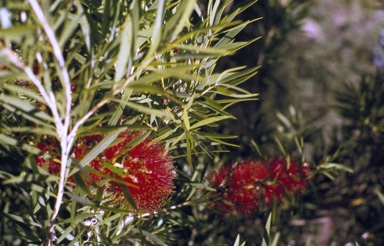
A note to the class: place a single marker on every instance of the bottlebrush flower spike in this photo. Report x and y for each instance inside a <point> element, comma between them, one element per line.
<point>251,184</point>
<point>147,169</point>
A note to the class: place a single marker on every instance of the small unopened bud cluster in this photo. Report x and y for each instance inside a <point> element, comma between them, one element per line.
<point>247,186</point>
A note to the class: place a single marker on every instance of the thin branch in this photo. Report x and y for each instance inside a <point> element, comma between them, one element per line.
<point>62,129</point>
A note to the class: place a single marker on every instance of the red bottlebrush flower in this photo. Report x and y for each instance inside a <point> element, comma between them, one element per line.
<point>146,169</point>
<point>250,184</point>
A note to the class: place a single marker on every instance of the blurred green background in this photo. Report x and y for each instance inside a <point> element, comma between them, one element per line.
<point>318,84</point>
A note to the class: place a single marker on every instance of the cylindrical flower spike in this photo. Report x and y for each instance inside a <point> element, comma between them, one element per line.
<point>251,184</point>
<point>146,169</point>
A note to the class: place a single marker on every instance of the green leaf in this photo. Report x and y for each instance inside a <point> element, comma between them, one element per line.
<point>100,147</point>
<point>80,199</point>
<point>335,166</point>
<point>124,57</point>
<point>267,231</point>
<point>210,121</point>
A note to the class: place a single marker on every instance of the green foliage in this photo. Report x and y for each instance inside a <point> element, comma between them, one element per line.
<point>72,69</point>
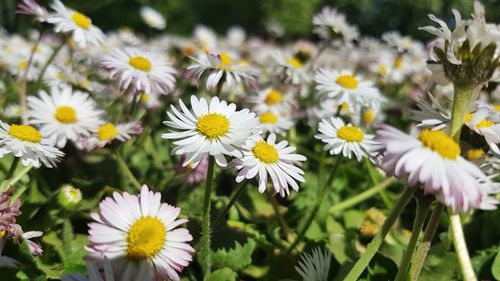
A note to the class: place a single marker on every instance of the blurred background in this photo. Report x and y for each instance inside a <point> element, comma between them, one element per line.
<point>373,17</point>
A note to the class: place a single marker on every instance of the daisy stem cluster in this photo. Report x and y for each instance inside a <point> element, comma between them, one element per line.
<point>377,241</point>
<point>322,193</point>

■ **THE PROBLEM**
Leaving out the pictures, repeat all the entries exactly as they stand.

■ **EXERCISE RESPONSE**
A note to the class: place a single marker on every instance of the bottlebrush flower spike in this photo. Report x and y for each instance inside a <point> element, comma between them, one element per line.
<point>251,184</point>
<point>147,169</point>
A note to the class: place a single marker on every instance of the small unopened bud cluster in this photo. Report x and y for each instance inside a <point> element, comma between them, one element per line.
<point>247,186</point>
A note to the class: place a single marker on every instance of the thin branch in this photo. Report x and y for each instance inside a <point> element, comma between them, one element per line.
<point>62,129</point>
A note to the class: place a single marker on every instance of the red bottlebrush flower in this photo. Report x and y for each instance inside a <point> element, comma between them, one element per line.
<point>146,169</point>
<point>250,184</point>
A note to the class: place a single marker on every instance of the blurred green background in this photo. Report x and y for each instance inside a <point> element, comma between them, one element per line.
<point>318,84</point>
A note to the class: place a single marker on every instance of the cylindrical flower spike in this photo. Report x and y for each instance inside a <point> element, comma between them, one element per line.
<point>251,184</point>
<point>146,169</point>
A note to the class: place a single marker on every instance of the green leaf in this photo. Report x and y for each instance inside a <point> element, comma between them, one element per line.
<point>100,147</point>
<point>80,199</point>
<point>335,166</point>
<point>124,57</point>
<point>267,231</point>
<point>210,121</point>
A note to the class: place a single marker on every instance of the green foliage in this photo. Report x and y for each instance inside a <point> element, comma between them, one element per line.
<point>72,69</point>
A note to the class: place a single marker on every instance of the blurred background in this photo. Report x and y for each instance inside a <point> element, comma between them, one element per line.
<point>373,17</point>
A note to the class: place a single marker on every instance of the daisy stem cluster in this photo. Report x and y for each instance inside a <point> element, comma between them, one element per line.
<point>377,241</point>
<point>322,193</point>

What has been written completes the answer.